* Instruction 1 *
According to the accepted solution in the fs.trash.interval forum thread, what happens when the property is set to zero?
* Instruction 2 *
Resume the fs.trash.interval forum thread after its final sentence.

* Supplied text *
----
Support Questions

Find answers, ask questions, and share your expertise
Announcements
Celebrating as our community reaches 100,000 members! Thank you!

set fs.trash.interval to zero in order to avoid files to be in trash

avatar

we want to set the parameter fs.trash.interval to zero

as

fs.trash.interval=o

because when we delete files then files then they go to the trash

example:

hdfs dfs -rm -R /spark2-history/*

and when we disable the fs.trash.interval , then files supposed to be delete without going to the trash

we want to set the fs.trash.interval to zero because in our lab , HDFS usage became high on ambari dashboard

and when we delete the files , actually files still stay in the trash and HDFS usage still high

so i guess if we set the fs.trash.interval to zero then files will not get to the trash

is it correct ?

second

by default fs.trash.interval=360 min

is it really means that every 360 min ( interval ) , files will be delete from the trash? , or its depend on other scenario?

Michael-Bronson
1 ACCEPTED SOLUTION

avatar
Master Mentor

@Michael Bronson

The correct definition of "fs.trash.interval" property is as following: https://hadoop.apache.org/docs/r2.7.2/hadoop-project-dist/hadoop-common/core-default.xml

fs.trash.interval => Number of minutes after which the checkpoint gets deleted.

If zero, the trash feature is disabled. This option may be configured both on the server and the client.
----
* Raw data *

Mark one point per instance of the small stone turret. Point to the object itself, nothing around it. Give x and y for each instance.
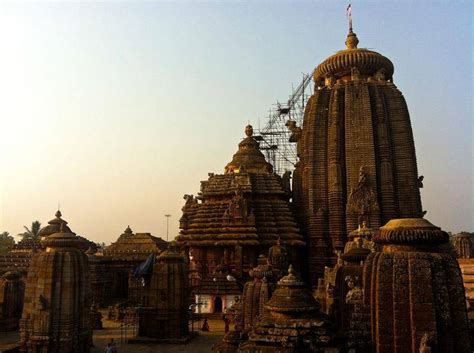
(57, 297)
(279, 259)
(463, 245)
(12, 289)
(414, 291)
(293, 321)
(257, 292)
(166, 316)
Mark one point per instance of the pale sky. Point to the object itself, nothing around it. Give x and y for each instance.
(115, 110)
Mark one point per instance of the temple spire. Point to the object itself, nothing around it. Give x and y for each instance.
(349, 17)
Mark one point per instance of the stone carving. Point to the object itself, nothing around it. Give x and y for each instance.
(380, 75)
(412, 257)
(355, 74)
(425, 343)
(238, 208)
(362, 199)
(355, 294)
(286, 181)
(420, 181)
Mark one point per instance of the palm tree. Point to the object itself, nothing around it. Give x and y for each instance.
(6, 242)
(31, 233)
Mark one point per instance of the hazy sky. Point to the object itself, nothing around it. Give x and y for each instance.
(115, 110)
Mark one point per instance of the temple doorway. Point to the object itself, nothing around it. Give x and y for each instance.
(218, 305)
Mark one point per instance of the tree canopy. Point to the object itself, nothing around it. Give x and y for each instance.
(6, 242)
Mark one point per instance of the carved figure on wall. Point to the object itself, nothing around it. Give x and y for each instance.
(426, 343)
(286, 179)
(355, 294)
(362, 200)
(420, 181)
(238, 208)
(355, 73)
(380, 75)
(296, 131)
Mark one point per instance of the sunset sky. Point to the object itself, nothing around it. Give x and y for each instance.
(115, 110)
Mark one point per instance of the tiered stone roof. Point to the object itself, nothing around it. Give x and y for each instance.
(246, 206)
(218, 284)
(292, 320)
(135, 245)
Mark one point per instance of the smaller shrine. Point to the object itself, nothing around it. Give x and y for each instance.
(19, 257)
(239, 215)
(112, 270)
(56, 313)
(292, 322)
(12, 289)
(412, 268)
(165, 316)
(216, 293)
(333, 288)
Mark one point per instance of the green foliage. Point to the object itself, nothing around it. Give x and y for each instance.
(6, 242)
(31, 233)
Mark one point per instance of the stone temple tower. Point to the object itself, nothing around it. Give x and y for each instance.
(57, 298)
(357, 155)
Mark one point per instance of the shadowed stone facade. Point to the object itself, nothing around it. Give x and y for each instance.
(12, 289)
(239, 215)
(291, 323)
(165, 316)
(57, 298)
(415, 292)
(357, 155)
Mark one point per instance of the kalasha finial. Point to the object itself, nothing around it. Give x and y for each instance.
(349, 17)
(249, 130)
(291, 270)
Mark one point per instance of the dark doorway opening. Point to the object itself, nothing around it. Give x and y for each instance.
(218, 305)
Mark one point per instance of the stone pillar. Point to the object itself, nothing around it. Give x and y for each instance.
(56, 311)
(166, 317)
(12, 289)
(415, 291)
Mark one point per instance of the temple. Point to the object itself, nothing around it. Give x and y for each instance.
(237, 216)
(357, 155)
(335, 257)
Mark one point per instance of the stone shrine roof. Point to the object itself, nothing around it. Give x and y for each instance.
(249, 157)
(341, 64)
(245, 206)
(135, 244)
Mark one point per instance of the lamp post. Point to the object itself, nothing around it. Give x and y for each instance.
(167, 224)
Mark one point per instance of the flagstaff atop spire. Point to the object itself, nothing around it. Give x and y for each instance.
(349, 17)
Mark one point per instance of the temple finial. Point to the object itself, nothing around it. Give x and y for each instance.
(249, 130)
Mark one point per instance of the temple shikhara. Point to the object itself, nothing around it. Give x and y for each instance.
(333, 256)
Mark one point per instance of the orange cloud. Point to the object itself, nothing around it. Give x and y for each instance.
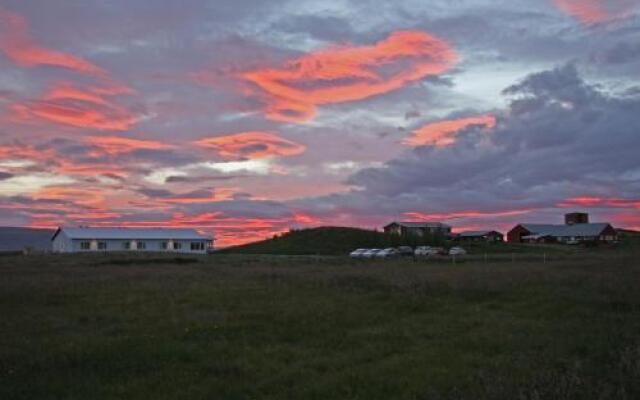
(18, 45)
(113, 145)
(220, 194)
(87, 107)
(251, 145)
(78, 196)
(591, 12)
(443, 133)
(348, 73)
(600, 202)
----
* Answer 1 *
The trash feature is disabled.

* Answer 2 *
If trash is disabled server side then the client side configuration is checked.

If trash is enabled on the server side then the value configured on the server is used and the client configuration value is ignored.

.

You can also use the -skipTrash option will bypass trash, if enabled, and delete the specified file(s) immediately. This can be useful when it is necessary to delete files from an over-quota directory.

hdfs dfs -rm -R -skipTrash /spark2-history/*

.

View solution in original post

3 REPLIES 3

avatar
Master Mentor

@Michael Bronson

The correct definition of "fs.trash.interval" property is as following: https://hadoop.apache.org/docs/r2.7.2/hadoop-project-dist/hadoop-common/core-default.xml

fs.trash.interval => Number of minutes after which the checkpoint gets deleted.

If zero, the trash feature is disabled. This option may be configured both on the server and the client.

If trash is disabled server side then the client side configuration is checked.

If trash is enabled on the server side then the value configured on the server is used and the client configuration value is ignored.

.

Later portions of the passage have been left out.